*To be done*: Rewrite the lines between the one holding "Medical review: identify every hazy sky" and the one holding "[6,229,1024,310]", inclusive, replacing "mountain ridge" with "mountain crest" and leaving everything else unchanged.

START

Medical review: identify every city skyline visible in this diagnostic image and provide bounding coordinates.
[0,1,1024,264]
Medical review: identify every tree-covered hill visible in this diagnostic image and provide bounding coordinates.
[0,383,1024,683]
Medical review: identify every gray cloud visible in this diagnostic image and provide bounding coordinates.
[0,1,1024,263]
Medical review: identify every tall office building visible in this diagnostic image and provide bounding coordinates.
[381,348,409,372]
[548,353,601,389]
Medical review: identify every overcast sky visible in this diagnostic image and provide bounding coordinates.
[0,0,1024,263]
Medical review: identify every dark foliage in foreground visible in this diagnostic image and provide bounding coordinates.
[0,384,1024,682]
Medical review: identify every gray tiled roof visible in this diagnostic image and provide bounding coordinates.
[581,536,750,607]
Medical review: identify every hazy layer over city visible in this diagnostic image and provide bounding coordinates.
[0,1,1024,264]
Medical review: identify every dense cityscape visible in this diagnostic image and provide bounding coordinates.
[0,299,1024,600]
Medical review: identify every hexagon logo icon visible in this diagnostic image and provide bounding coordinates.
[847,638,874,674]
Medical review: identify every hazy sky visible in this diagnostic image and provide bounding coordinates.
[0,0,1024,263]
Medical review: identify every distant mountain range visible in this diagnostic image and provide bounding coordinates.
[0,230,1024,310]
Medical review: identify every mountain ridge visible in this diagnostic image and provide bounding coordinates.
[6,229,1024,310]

END
START

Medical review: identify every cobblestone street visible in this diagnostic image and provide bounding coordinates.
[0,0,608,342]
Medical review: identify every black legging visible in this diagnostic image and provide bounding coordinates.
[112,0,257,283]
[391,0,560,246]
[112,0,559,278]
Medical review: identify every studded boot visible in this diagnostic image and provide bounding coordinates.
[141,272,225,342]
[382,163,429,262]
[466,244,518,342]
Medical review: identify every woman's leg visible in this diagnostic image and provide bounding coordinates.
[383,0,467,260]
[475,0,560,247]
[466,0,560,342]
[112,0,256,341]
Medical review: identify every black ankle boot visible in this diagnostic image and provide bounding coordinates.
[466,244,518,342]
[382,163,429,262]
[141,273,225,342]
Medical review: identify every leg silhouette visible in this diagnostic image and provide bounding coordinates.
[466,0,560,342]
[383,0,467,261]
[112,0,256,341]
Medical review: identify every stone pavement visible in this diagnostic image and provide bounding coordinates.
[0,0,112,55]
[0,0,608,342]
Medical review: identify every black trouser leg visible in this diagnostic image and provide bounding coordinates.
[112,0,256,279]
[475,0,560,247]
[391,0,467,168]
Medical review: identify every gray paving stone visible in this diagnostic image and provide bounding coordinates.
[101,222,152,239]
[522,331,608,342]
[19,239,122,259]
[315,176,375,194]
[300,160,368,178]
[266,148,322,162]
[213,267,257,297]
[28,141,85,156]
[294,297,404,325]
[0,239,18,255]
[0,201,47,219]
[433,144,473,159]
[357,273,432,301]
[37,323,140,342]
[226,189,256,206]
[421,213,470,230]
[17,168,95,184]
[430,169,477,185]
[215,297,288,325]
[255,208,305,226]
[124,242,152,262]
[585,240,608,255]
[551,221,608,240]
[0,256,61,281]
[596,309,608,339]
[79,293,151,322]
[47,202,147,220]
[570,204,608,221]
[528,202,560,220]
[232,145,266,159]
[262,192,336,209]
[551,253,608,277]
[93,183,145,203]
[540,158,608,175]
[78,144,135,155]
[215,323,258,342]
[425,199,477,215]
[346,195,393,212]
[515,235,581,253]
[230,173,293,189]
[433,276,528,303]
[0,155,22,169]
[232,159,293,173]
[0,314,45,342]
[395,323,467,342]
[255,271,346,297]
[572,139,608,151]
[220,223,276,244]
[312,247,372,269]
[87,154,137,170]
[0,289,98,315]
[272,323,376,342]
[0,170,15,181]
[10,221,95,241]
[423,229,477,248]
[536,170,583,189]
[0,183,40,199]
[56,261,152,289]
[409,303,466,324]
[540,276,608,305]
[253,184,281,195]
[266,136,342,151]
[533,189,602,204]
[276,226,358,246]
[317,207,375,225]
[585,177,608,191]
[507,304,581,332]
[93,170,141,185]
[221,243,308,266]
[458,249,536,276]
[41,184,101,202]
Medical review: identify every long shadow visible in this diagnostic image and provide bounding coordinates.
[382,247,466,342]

END

*Written reply*:
Medical review: identify every hazy sky visible in this diagnostic image and provide bounding coordinates.
[0,0,1024,263]
Medical review: identify every distant mountain range visible in this diagnostic image and provide bounding coordinates.
[0,230,1024,310]
Medical review: identify every mountain crest visible in this diagnostic image and provide bounding coordinates.
[6,229,1024,310]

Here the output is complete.